====== TEXT EXTRACT

Figure 3: Javier Alvarez – Papalotl (from score p.2)
In the 1980s Alvarez expoited the parallel universes of sampling and FM synthesis. The Yamaha DX and TX series were at the forefront of that company’s relative dominance and had the flexibility to be programmed to sound like extended acoustic instruments (albeit with that inescapable ‘signature’ of the FM algorithms). This formed the basis of several other works of this era that seamlessly hybridise the real and synthesised instrumental sound and gesture (a good example is Así el Acero (steel pan and tape – 1988).
6. Alejandro Viñao – against ‘time duration’, for pulse!
Here Viñao states his basic case against considering duration to be one parameter among others: “For the Latin American electroacoustic composer increasing the precision of controlling sound material means a possibility to reconsider the idea of pulse and rhythm and their formal implications at the micro- and macro-structural level in clear opposition to the idea of ‘time duration’.” (1989, p. 42) – though it is interesting to note that he received commissions and invitations from both IRCAM and the GRM in Paris in these years! To see the origins of this approach we can return to his seminal work Go (tape – 1981). This is a tour de force of the analogue studio, involving each phoneme or percussive attack being individually recorded and edited, multiple stereo tape machines being synchronized, with analogue processing and manual spatialisation at the mixing desk to an 8-channel tape sub-master (eventually mixed to a 4-channel master).

============

--- EXERCISES TO COMPLETE ---
#1 Please retype everything from "Figure 3: Javier" down to "duration’, for pulse!" in the passage on electroacoustic composers.
#2 Which work by Viñao does the passage on electroacoustic composers call seminal?

====== DATASET CONTENT

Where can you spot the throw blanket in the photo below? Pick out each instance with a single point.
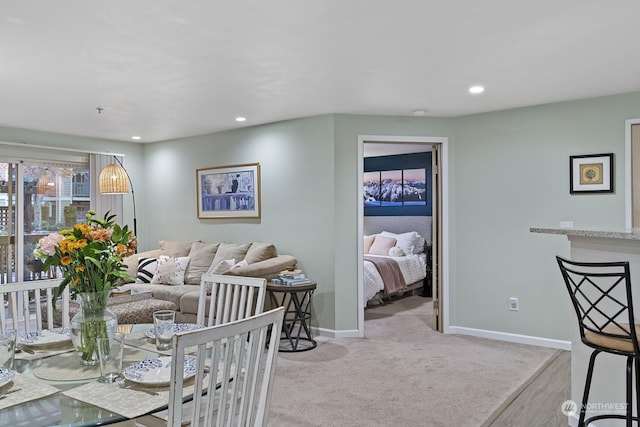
(390, 273)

============

--- TASK-BY-TASK ANSWERS ---
#1
Figure 3: Javier Alvarez – Papalotl (from score p.2)
In the 1980s Alvarez expoited the parallel universes of sampling and FM synthesis. The Yamaha DX and TX series were at the forefront of that company’s relative dominance and had the flexibility to be programmed to sound like extended acoustic instruments (albeit with that inescapable ‘signature’ of the FM algorithms). This formed the basis of several other works of this era that seamlessly hybridise the real and synthesised instrumental sound and gesture (a good example is Así el Acero (steel pan and tape – 1988).
6. Alejandro Viñao – against ‘time duration’, for pulse!

#2 Go (tape – 1981).